Stored items:
----

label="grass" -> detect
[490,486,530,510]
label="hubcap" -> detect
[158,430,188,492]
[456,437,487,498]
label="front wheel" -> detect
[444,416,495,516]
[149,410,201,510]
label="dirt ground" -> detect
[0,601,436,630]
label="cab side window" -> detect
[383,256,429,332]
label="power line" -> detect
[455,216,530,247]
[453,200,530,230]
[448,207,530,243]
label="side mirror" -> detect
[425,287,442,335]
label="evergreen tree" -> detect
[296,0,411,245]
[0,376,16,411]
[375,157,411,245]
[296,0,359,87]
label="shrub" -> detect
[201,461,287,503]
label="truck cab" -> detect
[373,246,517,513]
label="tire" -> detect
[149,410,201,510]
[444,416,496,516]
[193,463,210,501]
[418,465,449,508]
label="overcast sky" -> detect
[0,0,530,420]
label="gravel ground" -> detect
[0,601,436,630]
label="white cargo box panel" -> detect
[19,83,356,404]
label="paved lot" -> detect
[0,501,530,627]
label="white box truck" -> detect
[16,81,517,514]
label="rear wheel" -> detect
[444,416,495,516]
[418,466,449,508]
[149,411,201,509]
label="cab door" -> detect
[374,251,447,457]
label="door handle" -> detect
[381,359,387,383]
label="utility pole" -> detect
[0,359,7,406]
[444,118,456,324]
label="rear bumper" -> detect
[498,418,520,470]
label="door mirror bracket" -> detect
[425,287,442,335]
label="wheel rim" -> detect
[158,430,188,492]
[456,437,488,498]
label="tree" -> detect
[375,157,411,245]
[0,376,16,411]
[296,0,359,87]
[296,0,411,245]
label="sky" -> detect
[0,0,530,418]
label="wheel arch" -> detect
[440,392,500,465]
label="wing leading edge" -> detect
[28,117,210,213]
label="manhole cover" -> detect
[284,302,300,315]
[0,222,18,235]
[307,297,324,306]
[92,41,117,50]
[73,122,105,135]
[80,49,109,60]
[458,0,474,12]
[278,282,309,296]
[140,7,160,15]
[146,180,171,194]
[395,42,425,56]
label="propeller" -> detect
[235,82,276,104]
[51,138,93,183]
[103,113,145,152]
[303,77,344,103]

----

§ **Exercise description**:
State how many lines of the data contain the string "tree", and give only the number.

§ **Result of the task**:
2